_EXERCICE_.
D'après le texte, combien de pages de publications ont été produites manuellement en estonien et en russe entre 1966 et 1989 ?

_TEXTE_.
┄┄┄┄┄┄

Comment frère Kose réussit-​il à s’acquitter de toutes ces responsabilités alors que lui et sa femme, Koidula, travaillent à temps complet dans un élevage de porcs, près de la ville de Tapa ? Il invente des machines qui facilitent son travail à la ferme, ce qui lui laisse plus de temps pour assumer ses responsabilités théocratiques.

Par la suite, des frères tels que Viljard Kaarna, Lembit Toom et Silver Silliksaar rendent visite aux congrégations d’Estonie et des républiques soviétiques voisines. Alexandre Évdokimov quant à lui s’occupe du territoire russophone, qui prend de l’ampleur en Estonie. Avec le temps, le travail d’impression est réparti, de sorte que les frères russophones d’Estonie s’impriment eux-​mêmes leurs publications. Le texte leur arrive en russe sur microfilm ; ils n’ont plus qu’à le développer sur papier photo. Finalement, avec l’accroissement des congrégations, cette méthode laborieuse est abandonnée, car elle n’est pas assez rapide et requiert un grand nombre de frères en plusieurs endroits. Malgré le manque de moyens, des centaines d’exemplaires de plus de 20 livres ont été imprimés dans la clandestinité. Entre 1966 et 1989, plus de cinq millions de pages de publications ont été produites manuellement en estonien et en russe.

┄┄┄┄┄┄

Enregistrements extraits:
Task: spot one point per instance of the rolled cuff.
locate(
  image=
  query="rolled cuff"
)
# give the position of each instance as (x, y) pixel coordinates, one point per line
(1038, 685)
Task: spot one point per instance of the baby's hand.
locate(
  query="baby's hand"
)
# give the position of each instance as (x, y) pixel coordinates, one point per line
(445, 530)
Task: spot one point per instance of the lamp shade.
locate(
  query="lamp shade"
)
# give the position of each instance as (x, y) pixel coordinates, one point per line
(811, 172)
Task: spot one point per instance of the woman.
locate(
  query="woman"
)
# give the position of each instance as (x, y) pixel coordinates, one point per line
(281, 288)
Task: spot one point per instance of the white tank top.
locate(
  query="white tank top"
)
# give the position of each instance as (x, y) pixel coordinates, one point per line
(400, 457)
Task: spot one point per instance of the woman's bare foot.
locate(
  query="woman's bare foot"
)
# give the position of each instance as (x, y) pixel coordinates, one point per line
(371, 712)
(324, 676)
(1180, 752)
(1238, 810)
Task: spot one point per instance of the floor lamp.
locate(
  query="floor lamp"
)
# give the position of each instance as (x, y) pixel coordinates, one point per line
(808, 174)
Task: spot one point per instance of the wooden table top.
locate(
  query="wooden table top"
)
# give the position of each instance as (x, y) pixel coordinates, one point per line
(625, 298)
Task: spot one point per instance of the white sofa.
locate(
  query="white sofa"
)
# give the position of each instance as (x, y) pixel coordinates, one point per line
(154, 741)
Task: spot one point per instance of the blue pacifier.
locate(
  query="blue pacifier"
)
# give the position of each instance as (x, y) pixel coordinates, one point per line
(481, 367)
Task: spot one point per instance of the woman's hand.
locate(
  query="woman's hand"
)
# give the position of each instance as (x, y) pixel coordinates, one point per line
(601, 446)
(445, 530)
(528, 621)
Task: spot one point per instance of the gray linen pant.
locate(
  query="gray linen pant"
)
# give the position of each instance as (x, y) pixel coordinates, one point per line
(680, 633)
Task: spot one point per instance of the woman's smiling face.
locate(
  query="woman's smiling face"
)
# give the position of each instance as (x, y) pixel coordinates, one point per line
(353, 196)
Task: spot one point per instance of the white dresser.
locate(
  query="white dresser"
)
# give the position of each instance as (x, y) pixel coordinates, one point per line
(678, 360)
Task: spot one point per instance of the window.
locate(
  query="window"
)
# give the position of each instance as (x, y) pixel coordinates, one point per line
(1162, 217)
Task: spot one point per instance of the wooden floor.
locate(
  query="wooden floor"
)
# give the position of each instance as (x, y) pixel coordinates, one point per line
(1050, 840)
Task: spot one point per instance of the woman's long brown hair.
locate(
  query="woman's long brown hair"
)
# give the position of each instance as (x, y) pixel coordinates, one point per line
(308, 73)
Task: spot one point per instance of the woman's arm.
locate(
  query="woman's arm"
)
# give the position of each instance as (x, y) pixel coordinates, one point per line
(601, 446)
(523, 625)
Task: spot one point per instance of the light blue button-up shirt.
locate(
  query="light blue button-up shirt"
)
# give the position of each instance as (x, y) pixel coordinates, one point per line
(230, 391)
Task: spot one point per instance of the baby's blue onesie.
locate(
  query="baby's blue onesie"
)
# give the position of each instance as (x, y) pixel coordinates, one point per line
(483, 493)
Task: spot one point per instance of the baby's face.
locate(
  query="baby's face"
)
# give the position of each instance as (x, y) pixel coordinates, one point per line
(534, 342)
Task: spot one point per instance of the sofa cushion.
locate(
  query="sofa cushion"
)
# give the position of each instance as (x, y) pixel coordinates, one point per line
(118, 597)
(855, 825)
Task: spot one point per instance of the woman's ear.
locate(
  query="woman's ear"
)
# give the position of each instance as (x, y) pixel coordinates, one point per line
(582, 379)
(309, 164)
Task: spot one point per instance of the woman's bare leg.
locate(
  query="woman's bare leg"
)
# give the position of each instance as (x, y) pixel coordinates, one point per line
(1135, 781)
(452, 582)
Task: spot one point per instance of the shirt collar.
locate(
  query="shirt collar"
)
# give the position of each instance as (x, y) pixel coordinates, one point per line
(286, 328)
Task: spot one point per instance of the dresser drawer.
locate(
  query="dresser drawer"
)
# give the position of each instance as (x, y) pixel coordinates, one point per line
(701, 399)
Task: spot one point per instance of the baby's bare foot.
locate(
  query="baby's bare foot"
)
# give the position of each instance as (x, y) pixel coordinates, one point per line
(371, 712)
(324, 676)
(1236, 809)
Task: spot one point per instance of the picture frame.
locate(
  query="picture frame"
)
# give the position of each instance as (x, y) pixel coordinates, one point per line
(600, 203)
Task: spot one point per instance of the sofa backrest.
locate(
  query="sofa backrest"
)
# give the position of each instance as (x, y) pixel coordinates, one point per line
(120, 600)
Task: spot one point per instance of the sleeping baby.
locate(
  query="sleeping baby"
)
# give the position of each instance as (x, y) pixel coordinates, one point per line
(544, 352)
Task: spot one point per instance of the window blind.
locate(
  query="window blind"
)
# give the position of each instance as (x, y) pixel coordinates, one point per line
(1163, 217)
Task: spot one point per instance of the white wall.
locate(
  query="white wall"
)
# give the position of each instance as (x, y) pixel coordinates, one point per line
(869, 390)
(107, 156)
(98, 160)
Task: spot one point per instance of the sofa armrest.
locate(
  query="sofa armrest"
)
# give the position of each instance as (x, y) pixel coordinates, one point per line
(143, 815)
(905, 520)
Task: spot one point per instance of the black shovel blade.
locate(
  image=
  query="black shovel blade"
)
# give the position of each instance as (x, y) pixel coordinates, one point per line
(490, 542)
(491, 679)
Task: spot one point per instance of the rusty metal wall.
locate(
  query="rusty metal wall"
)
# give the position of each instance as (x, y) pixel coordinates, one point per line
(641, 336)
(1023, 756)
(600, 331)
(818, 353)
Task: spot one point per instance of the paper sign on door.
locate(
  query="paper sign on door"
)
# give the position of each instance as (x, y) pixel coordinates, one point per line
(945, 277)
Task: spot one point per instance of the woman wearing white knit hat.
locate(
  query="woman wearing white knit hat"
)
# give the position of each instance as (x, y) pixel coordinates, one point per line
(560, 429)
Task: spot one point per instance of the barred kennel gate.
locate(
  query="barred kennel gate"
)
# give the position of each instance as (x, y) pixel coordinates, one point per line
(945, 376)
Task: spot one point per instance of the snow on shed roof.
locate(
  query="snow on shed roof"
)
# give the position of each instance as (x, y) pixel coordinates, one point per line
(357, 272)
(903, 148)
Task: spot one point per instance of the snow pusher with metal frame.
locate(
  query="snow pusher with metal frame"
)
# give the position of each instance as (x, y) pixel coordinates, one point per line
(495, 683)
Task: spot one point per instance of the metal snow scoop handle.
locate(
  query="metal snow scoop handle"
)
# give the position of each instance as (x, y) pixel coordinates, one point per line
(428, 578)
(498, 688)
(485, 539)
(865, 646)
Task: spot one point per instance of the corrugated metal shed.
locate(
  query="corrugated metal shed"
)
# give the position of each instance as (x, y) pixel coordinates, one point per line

┄┄┄┄┄┄

_CORRIGÉ_.
Plus de cinq millions de pages.